Stated problem ▸
In the account of alcohol smuggling in Somalia given below, reproduce word for word the passage that begins at "Both were childhood" and stops after "Somalia’s rural hinterlands.".

Provided text ▸
He has just returned from his trip transporting contraband from the Ethiopian border.
The 29-year-old slumps in his chair inside a colonial-style villa battered by years of fighting in Somalia’s capital, Mogadishu - a city once known as the Pearl of the Indian Ocean.
His sandals are covered in a potent orange dust – the residue from the desert.
Mr Diriye’s dark eyes droop. The bags underneath speak of sleepless nights, the hours of tension traversing the dangerous roads and negotiating checkpoints with armed men.
There is also the haunting memory of a fellow smuggler who was shot dead.
“In this country, everyone is struggling and looking for a way out. And I found my way by making regular trips by road from the Ethiopian border to Mogadishu,” he says, explaining that smuggling was a means to support his family in a tough economic climate.
The use and distribution of alcohol is illegal. Somalia’s laws must comply with Sharia (Islamic law), which forbids alcohol, but it has not stopped a growing demand, particularly among young people in many parts of the country.
Mr Diriye’s neighbour Abshir, knowing he had fallen on hard times as a minibus-taxi driver, introduced him to the precarious world of alcohol smuggling.
Rickshaws began to take over the city, pushing minibus drivers out of business.
Both were childhood friends who had sheltered together in the same camp in 2009 during the height of the insurgency in Mogadishu - he was someone he could trust.
“I began picking up boxes of alcohol at designated drop points in Mogadishu on [his] behalf and manoeuvring through the city and offloading them at designated locations. I didn’t realise it at first but this was my introduction into smuggling.”
His involvement snowballed and Mr Diriye soon found himself navigating from the porous frontier with Ethiopia through Somalia’s rural hinterlands.
He understands that he is breaking the law, but says the poverty that he finds himself in overrides that.
The smuggling journey begins in Somali border towns such as Abudwak, Balanbale, Feerfeer and Galdogob.

Material ▸
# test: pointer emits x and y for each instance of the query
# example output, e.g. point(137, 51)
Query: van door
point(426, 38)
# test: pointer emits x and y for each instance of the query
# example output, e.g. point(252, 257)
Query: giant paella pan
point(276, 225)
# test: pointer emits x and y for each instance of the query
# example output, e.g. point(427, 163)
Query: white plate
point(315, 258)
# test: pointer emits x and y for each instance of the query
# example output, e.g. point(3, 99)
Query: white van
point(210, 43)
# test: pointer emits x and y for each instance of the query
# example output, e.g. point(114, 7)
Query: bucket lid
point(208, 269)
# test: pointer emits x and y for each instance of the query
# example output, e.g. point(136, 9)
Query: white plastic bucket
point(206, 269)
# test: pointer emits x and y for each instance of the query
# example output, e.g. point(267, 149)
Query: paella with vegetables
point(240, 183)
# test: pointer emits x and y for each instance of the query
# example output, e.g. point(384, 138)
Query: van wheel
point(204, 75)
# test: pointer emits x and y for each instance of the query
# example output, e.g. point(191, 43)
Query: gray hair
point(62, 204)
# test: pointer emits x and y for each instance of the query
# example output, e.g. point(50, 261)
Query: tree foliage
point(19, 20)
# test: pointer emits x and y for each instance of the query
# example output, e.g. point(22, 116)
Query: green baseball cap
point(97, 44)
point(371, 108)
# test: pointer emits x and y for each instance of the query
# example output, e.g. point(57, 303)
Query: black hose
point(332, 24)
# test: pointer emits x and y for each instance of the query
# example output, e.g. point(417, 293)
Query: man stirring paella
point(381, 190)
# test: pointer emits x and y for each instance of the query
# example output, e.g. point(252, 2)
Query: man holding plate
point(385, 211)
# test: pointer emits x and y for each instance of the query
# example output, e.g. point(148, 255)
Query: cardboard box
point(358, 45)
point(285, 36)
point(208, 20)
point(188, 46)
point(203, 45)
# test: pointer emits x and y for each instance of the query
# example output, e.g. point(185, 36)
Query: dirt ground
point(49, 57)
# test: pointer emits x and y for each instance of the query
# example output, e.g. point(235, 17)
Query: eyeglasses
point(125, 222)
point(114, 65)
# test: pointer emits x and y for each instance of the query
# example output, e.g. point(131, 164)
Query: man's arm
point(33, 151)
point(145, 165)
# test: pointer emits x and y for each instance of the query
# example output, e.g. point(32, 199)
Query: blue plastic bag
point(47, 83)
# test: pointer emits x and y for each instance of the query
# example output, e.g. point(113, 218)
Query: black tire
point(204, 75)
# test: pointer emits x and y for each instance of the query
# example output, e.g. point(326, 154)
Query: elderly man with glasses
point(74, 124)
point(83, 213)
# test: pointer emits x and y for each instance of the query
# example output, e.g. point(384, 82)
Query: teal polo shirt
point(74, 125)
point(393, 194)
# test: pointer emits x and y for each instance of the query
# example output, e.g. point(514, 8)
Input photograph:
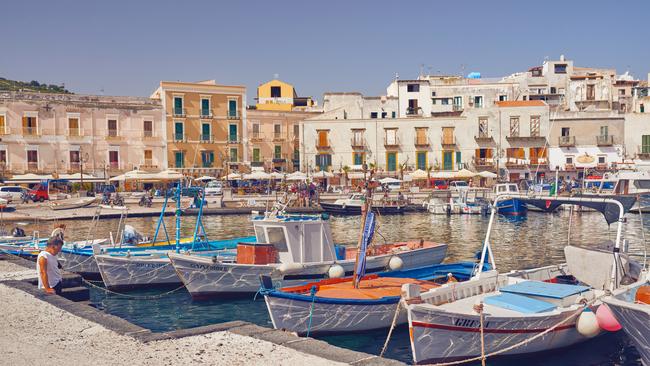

Task solution ▸
Both were childhood friends who had sheltered together in the same camp in 2009 during the height of the insurgency in Mogadishu - he was someone he could trust.
“I began picking up boxes of alcohol at designated drop points in Mogadishu on [his] behalf and manoeuvring through the city and offloading them at designated locations. I didn’t realise it at first but this was my introduction into smuggling.”
His involvement snowballed and Mr Diriye soon found himself navigating from the porous frontier with Ethiopia through Somalia’s rural hinterlands.